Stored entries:

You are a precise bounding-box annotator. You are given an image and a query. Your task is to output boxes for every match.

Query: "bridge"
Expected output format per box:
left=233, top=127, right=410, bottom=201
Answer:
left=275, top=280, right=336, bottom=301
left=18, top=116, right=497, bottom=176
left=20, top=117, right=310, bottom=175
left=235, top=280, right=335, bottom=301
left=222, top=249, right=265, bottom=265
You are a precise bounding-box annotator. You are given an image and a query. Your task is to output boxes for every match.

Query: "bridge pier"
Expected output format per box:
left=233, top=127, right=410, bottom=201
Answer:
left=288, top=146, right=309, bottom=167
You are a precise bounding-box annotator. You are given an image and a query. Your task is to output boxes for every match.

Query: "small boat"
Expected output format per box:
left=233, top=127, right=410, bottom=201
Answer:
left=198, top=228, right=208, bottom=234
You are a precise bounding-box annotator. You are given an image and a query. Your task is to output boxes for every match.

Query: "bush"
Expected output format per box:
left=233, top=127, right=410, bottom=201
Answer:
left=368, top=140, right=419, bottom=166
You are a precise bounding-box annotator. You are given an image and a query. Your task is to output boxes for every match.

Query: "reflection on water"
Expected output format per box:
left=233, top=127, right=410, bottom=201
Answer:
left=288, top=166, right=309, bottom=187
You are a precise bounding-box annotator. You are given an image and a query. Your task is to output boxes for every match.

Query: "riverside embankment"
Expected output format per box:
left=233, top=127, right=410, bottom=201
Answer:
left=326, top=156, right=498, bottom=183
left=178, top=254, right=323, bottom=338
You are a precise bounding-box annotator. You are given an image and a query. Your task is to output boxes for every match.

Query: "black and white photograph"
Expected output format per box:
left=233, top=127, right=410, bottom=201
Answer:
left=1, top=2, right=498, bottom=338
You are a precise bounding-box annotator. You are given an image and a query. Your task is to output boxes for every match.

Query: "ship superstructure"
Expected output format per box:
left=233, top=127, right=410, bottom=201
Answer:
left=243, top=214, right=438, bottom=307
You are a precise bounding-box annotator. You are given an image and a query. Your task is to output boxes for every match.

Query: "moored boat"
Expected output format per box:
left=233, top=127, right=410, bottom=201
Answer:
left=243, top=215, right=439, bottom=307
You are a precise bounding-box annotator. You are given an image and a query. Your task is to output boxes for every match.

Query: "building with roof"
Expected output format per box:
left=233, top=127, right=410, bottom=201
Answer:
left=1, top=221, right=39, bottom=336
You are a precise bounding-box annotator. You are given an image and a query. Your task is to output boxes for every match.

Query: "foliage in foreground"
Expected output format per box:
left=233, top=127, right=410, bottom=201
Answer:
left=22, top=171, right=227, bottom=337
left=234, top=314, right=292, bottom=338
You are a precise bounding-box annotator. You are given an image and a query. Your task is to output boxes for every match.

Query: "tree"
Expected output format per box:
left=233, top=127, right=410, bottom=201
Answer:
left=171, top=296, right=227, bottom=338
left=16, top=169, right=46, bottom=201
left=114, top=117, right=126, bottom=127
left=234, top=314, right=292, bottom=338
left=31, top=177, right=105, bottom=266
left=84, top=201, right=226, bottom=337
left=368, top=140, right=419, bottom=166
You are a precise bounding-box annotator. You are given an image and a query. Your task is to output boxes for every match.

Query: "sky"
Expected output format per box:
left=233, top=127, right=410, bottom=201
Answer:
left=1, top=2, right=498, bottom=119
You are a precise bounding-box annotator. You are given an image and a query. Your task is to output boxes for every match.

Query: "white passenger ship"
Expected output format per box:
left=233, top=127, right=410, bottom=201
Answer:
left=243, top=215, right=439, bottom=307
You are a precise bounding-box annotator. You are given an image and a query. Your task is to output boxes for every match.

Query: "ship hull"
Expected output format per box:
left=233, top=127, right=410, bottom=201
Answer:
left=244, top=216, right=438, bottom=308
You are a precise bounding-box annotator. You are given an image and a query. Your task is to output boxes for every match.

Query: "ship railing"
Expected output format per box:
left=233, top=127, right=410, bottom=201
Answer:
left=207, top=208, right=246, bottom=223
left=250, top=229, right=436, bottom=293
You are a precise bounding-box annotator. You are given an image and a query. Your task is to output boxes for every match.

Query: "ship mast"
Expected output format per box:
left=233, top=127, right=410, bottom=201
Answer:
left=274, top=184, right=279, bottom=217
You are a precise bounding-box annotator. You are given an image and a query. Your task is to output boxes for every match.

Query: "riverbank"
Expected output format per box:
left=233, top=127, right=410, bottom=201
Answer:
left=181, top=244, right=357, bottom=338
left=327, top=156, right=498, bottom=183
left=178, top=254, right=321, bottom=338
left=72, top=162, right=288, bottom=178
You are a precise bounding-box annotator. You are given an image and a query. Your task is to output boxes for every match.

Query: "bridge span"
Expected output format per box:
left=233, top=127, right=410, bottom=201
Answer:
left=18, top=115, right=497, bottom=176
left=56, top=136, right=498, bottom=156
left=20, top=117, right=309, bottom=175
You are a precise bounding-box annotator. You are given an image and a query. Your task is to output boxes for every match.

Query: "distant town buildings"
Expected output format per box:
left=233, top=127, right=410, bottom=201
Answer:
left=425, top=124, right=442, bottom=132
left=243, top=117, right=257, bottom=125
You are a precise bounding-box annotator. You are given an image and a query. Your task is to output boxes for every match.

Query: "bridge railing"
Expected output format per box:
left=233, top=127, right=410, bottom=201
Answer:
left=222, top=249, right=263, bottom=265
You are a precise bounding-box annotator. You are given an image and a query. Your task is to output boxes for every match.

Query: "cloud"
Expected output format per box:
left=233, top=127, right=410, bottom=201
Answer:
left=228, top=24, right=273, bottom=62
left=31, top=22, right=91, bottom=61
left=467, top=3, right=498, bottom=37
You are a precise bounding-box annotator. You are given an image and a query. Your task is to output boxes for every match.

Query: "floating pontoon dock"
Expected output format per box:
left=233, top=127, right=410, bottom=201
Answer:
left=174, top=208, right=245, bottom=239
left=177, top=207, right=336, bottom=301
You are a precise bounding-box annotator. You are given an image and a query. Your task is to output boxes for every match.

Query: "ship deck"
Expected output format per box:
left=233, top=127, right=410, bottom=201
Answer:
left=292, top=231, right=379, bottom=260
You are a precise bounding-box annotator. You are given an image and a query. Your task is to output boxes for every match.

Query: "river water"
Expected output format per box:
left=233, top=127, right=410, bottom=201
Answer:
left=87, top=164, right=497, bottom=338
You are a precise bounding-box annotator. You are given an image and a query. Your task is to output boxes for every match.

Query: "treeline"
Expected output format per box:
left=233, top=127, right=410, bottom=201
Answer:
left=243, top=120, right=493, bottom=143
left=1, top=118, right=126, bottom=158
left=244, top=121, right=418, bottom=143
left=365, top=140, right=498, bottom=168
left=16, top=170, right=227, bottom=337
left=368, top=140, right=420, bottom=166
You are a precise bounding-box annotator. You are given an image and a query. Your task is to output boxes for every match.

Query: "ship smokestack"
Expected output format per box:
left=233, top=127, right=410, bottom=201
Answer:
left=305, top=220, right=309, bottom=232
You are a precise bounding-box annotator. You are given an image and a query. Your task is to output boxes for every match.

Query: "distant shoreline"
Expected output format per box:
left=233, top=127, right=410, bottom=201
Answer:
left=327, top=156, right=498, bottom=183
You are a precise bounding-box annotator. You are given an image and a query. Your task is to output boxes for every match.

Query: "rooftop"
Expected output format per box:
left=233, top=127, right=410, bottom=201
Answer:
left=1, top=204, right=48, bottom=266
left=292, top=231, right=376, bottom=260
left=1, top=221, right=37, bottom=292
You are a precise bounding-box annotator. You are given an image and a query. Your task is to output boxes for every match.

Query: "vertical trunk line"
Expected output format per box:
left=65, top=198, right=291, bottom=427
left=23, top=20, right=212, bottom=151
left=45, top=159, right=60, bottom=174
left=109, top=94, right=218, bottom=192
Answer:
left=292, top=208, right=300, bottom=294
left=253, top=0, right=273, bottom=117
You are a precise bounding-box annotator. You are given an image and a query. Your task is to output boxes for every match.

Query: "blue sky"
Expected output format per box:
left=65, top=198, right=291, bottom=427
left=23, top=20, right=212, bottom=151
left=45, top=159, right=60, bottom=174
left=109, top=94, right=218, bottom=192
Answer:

### [Task brief]
Where the word "ship" occurs in a line of the entries above, count that line, and reply with the total only.

### [Exercise answer]
7